*TEXT SEGMENT*.

Gold Award for Best Actress in a Lead Role  is an award given as part of its annual Gold Awards for TV serials.

The award was first awarded in 2007 under the title Best Actress in a Lead Role. A special award called Best Actor – Critics or Best Actor – Jury is also awarded occasionally since 2008, whose winner was selected by the jury of critics assigned to the function.

The jury award was awarded without prior nominations until 2010. Since then, the jury award is also awarded with prior nominations just like the original award which is now called Best Actress – Popular.

Superlatives

 Divyanka Tripathi with 4 awards has the record of maximum wins, followed by Ankita Lokhande, Deepika Singh and Shraddha Arya with 2 wins each.
 Divyanka Tripathi also holds the maximum record of 6 nominations.
 Divyanka Tripathi holds the record of 3 wins for same role (Yeh Hai Mohobatein) under Best Actress category
 Rashami Desai holds the record of maximum nominations in 3 different categories for same role (Uttaran), that is, for Best Actress (Popular), Best Actress (Critics) and Best Actress in a negative role (Popular), out of which Desai won the latter two.
There have been only four instances of tie between Ankita Lokhande and Mahi Vijj in 2011, Divyanka Tripathi and Mouni Roy in 2016, Sriti Jha and Shraddha Arya in 2018, and Shraddha Arya and Shivangi Joshi in 2019.

*RAW DATA*.
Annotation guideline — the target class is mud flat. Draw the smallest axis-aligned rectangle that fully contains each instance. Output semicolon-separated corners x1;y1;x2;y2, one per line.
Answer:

*TASK SET*.
- A) Reproduce the Best Actress award text from "Superlatives" down to "of 6 nominations." without any changes.
- B) According to the Best Actress award text, in what year was the award first given?

*REPLIES*.
- A)
Superlatives

 Divyanka Tripathi with 4 awards has the record of maximum wins, followed by Ankita Lokhande, Deepika Singh and Shraddha Arya with 2 wins each.
 Divyanka Tripathi also holds the maximum record of 6 nominations.

- B) 2007